▸ **Task to carry out**: The records below are to be repeated in full, exactly as they are.

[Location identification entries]
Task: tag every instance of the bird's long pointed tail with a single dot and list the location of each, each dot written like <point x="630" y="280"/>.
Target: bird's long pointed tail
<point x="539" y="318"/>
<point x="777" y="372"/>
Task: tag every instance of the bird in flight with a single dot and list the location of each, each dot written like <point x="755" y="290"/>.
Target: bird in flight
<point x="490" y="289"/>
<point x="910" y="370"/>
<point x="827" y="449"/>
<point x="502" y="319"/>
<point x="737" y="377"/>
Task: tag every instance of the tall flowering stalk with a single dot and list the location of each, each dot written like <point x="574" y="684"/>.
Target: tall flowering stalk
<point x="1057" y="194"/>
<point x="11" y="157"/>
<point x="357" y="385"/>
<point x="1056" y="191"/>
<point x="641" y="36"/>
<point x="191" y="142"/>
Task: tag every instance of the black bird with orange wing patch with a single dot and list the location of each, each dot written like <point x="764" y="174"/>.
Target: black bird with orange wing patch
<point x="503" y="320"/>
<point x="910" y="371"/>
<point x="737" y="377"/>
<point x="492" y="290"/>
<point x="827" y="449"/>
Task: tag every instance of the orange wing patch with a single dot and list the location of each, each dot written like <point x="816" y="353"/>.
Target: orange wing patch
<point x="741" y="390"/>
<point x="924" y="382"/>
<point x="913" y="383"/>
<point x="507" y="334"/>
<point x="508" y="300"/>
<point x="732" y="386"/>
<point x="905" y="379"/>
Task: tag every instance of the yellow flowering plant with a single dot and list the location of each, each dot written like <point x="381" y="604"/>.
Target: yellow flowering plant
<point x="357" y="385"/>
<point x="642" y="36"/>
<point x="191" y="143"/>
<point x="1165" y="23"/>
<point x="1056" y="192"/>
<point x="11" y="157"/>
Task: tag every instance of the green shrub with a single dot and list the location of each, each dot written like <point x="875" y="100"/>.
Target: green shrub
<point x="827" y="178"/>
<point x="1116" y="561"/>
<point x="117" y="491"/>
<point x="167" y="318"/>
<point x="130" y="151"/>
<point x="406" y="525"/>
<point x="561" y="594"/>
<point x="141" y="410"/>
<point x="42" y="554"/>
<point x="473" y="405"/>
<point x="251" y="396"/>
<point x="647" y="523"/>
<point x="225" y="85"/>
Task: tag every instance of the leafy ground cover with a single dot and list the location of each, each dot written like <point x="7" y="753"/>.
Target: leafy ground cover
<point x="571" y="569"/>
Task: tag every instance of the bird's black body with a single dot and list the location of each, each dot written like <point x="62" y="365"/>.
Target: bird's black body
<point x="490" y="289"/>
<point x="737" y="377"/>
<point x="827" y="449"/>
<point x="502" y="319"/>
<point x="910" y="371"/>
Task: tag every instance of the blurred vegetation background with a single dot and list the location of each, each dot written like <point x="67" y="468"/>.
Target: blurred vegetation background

▸ **Solution**:
Task: tag every instance of the bird's long pointed tail with a single dot and list the location of each, each dot written like <point x="630" y="280"/>.
Target: bird's long pointed tail
<point x="539" y="318"/>
<point x="777" y="372"/>
Task: tag every instance of the bird in flight with a single dot and list the location of each, each dot written like <point x="755" y="290"/>.
Target: bird in flight
<point x="490" y="289"/>
<point x="910" y="370"/>
<point x="827" y="449"/>
<point x="502" y="319"/>
<point x="737" y="377"/>
Task: tag every instance of the tall flowering stalk with a single dot and list the location of each, each dot written like <point x="574" y="684"/>.
Target: tall flowering stalk
<point x="1057" y="194"/>
<point x="11" y="157"/>
<point x="357" y="385"/>
<point x="1056" y="191"/>
<point x="641" y="36"/>
<point x="191" y="142"/>
Task: tag every instance of the black bird with orange wing patch with a single dot and list the location of each, each dot written like <point x="764" y="174"/>.
Target: black bird with orange wing patch
<point x="503" y="320"/>
<point x="910" y="371"/>
<point x="737" y="377"/>
<point x="492" y="290"/>
<point x="827" y="449"/>
Task: tag every instance of the orange wing patch with a single dot and list the location of each, each dot written like <point x="816" y="353"/>.
Target: orange wing patch
<point x="741" y="390"/>
<point x="924" y="382"/>
<point x="913" y="383"/>
<point x="507" y="334"/>
<point x="508" y="300"/>
<point x="732" y="386"/>
<point x="905" y="379"/>
Task: tag every instance of the yellow flowering plant with a single dot and list the location of each, each dot written like <point x="381" y="604"/>.
Target: yellow flowering plant
<point x="357" y="385"/>
<point x="642" y="36"/>
<point x="191" y="143"/>
<point x="1165" y="23"/>
<point x="1056" y="192"/>
<point x="11" y="157"/>
Task: tag every instance of the green shrub with a single dot and list the location of each, each dot written like <point x="875" y="100"/>.
Target: green shrub
<point x="827" y="178"/>
<point x="1116" y="561"/>
<point x="117" y="491"/>
<point x="167" y="318"/>
<point x="130" y="151"/>
<point x="406" y="525"/>
<point x="561" y="594"/>
<point x="141" y="410"/>
<point x="42" y="554"/>
<point x="473" y="405"/>
<point x="251" y="396"/>
<point x="647" y="523"/>
<point x="225" y="85"/>
Task: tag every instance of the leafy ground cover with a single dot and list the location of each, each dot written like <point x="7" y="753"/>.
Target: leafy ground cover
<point x="571" y="569"/>
Task: tag every instance of the bird's black body with a single dot and list the location of each, each dot written like <point x="62" y="365"/>.
Target: bird's black body
<point x="490" y="289"/>
<point x="737" y="377"/>
<point x="827" y="449"/>
<point x="502" y="319"/>
<point x="910" y="371"/>
Task: tag every instance of the blurred vegetation background with a single dot and list the location of each, each dot written like <point x="67" y="468"/>.
Target: blurred vegetation background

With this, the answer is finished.